* Passage to read *
# Has anyone used audible for Kindle?



## raynsally (Jan 27, 2010)

I have been using audible.com for books for 14 mos since I purchased my Kindle. Yesterday it downloaded to the computer but would not go to audible manager or windows media. Never had any trouble before. I called their support today and after trying a couple of things the rep told me to restart the computer and he would call me back in 30 mins. It's been 2 hrs and no response. Would you call back or continue to wait. I don't want to be a pest but do you think he just forgot?


----------



## drenee (Nov 11, 2008)

Have you tried thier online instant messaging support?  I solved an issue very effectively that way. 
deb


----------



## KindleChickie (Oct 24, 2009)

If you link your audible and amazon accounts, your audible library will show up in your kindle archives and you can download them from that menu.  Other than that, I was lost on your question...no idea about windows manager or whatnot.


----------



## CrystalStarr (Jan 17, 2011)

KindleChickie said:


> If you link your audible and amazon accounts, your audible library will show up in your kindle archives and you can download them from that menu. Other than that, I was lost on your question...no idea about windows manager or whatnot.


This is how I get my Audibles.


----------



## StaceyHH (Sep 13, 2010)

check to see if there's an update for your audible manager. If so, update it. 

Restart your computer. Go to audible.com and sign in to your library. Re-download the file you are looking for, then click the download link. It should automatically start your audible download manager.

* Given data *
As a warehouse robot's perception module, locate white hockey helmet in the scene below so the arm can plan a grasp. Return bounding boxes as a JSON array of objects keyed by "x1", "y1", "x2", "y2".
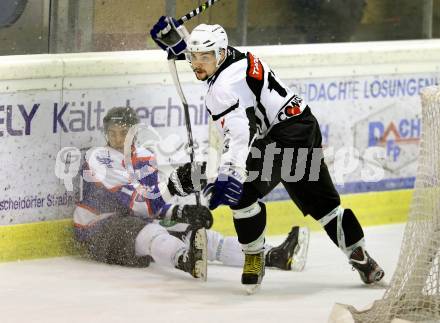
[{"x1": 187, "y1": 24, "x2": 228, "y2": 67}]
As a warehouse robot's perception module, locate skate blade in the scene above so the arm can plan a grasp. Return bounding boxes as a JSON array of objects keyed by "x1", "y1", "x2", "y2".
[
  {"x1": 291, "y1": 227, "x2": 310, "y2": 271},
  {"x1": 244, "y1": 284, "x2": 261, "y2": 295},
  {"x1": 194, "y1": 228, "x2": 208, "y2": 281},
  {"x1": 366, "y1": 280, "x2": 390, "y2": 289}
]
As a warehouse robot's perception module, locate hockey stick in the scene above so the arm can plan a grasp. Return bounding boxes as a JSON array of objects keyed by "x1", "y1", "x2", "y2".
[{"x1": 168, "y1": 0, "x2": 219, "y2": 205}]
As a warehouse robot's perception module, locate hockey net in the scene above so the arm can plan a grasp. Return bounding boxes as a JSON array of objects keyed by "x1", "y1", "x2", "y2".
[{"x1": 330, "y1": 86, "x2": 440, "y2": 323}]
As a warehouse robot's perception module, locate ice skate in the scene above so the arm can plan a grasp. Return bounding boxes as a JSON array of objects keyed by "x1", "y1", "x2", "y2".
[
  {"x1": 349, "y1": 247, "x2": 385, "y2": 284},
  {"x1": 241, "y1": 251, "x2": 264, "y2": 295},
  {"x1": 176, "y1": 228, "x2": 208, "y2": 281},
  {"x1": 266, "y1": 226, "x2": 310, "y2": 271}
]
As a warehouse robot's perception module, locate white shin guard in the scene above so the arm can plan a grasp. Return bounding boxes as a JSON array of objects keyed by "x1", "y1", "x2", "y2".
[{"x1": 318, "y1": 205, "x2": 365, "y2": 258}]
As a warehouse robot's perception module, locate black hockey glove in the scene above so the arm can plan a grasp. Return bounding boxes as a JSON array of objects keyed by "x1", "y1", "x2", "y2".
[
  {"x1": 171, "y1": 205, "x2": 214, "y2": 229},
  {"x1": 168, "y1": 162, "x2": 207, "y2": 196}
]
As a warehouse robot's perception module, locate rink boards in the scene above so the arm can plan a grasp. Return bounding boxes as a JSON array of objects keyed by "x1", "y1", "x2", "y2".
[{"x1": 0, "y1": 40, "x2": 440, "y2": 260}]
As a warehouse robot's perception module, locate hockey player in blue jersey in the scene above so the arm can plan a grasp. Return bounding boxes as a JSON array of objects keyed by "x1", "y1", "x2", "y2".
[{"x1": 74, "y1": 107, "x2": 308, "y2": 279}]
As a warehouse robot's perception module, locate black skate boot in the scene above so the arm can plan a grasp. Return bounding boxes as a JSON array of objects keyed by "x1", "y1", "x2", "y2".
[
  {"x1": 266, "y1": 226, "x2": 310, "y2": 271},
  {"x1": 241, "y1": 251, "x2": 264, "y2": 294},
  {"x1": 349, "y1": 247, "x2": 385, "y2": 284},
  {"x1": 176, "y1": 228, "x2": 208, "y2": 281}
]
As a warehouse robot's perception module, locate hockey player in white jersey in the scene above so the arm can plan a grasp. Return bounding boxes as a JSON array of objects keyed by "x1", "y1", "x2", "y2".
[
  {"x1": 150, "y1": 17, "x2": 384, "y2": 291},
  {"x1": 74, "y1": 107, "x2": 308, "y2": 279}
]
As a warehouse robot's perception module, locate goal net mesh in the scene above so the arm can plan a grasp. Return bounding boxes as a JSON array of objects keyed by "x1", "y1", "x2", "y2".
[{"x1": 348, "y1": 86, "x2": 440, "y2": 323}]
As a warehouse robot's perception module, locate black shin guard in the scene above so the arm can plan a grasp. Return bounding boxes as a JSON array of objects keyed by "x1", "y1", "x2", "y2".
[
  {"x1": 234, "y1": 202, "x2": 266, "y2": 244},
  {"x1": 324, "y1": 209, "x2": 364, "y2": 247}
]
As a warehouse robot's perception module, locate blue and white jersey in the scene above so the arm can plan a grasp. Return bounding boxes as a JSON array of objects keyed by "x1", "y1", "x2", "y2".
[{"x1": 73, "y1": 147, "x2": 171, "y2": 239}]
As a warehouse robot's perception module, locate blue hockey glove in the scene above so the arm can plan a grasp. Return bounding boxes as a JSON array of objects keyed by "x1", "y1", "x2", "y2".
[
  {"x1": 203, "y1": 167, "x2": 246, "y2": 210},
  {"x1": 150, "y1": 16, "x2": 189, "y2": 57}
]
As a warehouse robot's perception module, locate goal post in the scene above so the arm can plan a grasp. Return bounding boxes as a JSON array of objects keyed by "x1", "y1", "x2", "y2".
[{"x1": 329, "y1": 86, "x2": 440, "y2": 323}]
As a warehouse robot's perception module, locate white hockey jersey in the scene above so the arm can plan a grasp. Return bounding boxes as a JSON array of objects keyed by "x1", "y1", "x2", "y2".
[
  {"x1": 73, "y1": 147, "x2": 170, "y2": 240},
  {"x1": 205, "y1": 47, "x2": 305, "y2": 169}
]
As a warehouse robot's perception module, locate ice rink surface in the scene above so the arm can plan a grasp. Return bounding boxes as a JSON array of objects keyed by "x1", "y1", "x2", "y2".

* Objective *
From the Audible-for-Kindle forum thread above, copy word for word the stretch from "## raynsally (Jan" through "effectively that way.".

* Reply *
## raynsally (Jan 27, 2010)

I have been using audible.com for books for 14 mos since I purchased my Kindle. Yesterday it downloaded to the computer but would not go to audible manager or windows media. Never had any trouble before. I called their support today and after trying a couple of things the rep told me to restart the computer and he would call me back in 30 mins. It's been 2 hrs and no response. Would you call back or continue to wait. I don't want to be a pest but do you think he just forgot?


----------



## drenee (Nov 11, 2008)

Have you tried thier online instant messaging support?  I solved an issue very effectively that way.